[Records from a collection]
--- Start ---

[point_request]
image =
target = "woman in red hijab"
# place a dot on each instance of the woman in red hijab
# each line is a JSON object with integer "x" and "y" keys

--- End ---

- [Set task]:
Render every line of the records above as a numbered list, leaving out any blank lines.

- [Solution to this exercise]:
1. [point_request]
2. image =
3. target = "woman in red hijab"
4. # place a dot on each instance of the woman in red hijab
5. # each line is a JSON object with integer "x" and "y" keys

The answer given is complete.